→ **Extracted text**:

====

Zoom 909, released internationally as Buck Rogers: Planet of Zoom (with zero connections to the long running multimedia franchise except the cabinet artwork), is the second Sega whale, and takes 3D perspective to the next level, offering a speedy third person perspective with parallax scrolling starfields in the space stages, convincing 3D terrain and obstacles in planet surface and trench stages, and some not so convincing sprite scaling effects everywhere. This isn't the first game to offer this kind of perspective, but no such game before it has been so steadily fast, or had so much stuff going on at once. This is very much an ahead of its time game, which isn't really a good thing.



Planet of Zoom plays like a rail shooter, though your relative freedom of movement depends on the stage type. Space zones control like Star Fox, with free up-down-left-right movement, but your general direction is ever forwards-moving. Trench stages are largely about lateral manuevers to avoid obstacles, with very limited up and down movement. Planet surface stages allow turning in any direction, though there's nothing on these planets to make them worth exploring. All stages allow you to adjust your engine speeds in a range from 1 to 99, but this ability is easily forgotten.

====

→ **Problem 1**:
Copy the Planet of Zoom passage between "Zoom 909, released" and "a good thing.", inclusive.
→ **Problem 2**:
Turn the paragraph of the Planet of Zoom passage that begins "Planet of Zoom plays like a rail shooter" into a short list that keeps its main facts.
→ **Problem 3**:
Based on the Planet of Zoom passage, decide whether each statement is true. Answer yes or no and quote the words that settle it.
(a) The game's only link to the Buck Rogers franchise is the cabinet artwork.
(b) It was the first game to offer this kind of perspective.
(c) Trench stages allow free up and down movement.

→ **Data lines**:

====

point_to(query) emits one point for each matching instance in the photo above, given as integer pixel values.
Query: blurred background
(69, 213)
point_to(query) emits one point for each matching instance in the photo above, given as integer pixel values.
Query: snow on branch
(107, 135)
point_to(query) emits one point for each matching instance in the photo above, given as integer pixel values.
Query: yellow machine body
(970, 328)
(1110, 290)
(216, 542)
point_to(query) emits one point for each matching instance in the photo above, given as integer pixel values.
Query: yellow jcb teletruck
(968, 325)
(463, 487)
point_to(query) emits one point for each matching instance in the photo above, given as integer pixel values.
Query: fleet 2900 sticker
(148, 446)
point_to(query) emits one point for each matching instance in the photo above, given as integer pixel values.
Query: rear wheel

====

→ **Full output 1**:
Zoom 909, released internationally as Buck Rogers: Planet of Zoom (with zero connections to the long running multimedia franchise except the cabinet artwork), is the second Sega whale, and takes 3D perspective to the next level, offering a speedy third person perspective with parallax scrolling starfields in the space stages, convincing 3D terrain and obstacles in planet surface and trench stages, and some not so convincing sprite scaling effects everywhere. This isn't the first game to offer this kind of perspective, but no such game before it has been so steadily fast, or had so much stuff going on at once. This is very much an ahead of its time game, which isn't really a good thing.

→ **Full output 2**:
- It plays like a rail shooter, and how freely you move depends on the stage type.
- Space zones: controls are like Star Fox, with free up, down, left and right movement, but you always move forward.
- Trench stages: mostly side-to-side moves to dodge obstacles, with very limited up and down movement.
- Planet surface stages: you can turn in any direction, but nothing on the planets is worth exploring.
- All stages: engine speed can be set from 1 to 99, though this is easy to forget.

→ **Full output 3**:
(a) Yes: "with zero connections to the long running multimedia franchise except the cabinet artwork"
(b) No: "This isn't the first game to offer this kind of perspective"
(c) No: "with very limited up and down movement"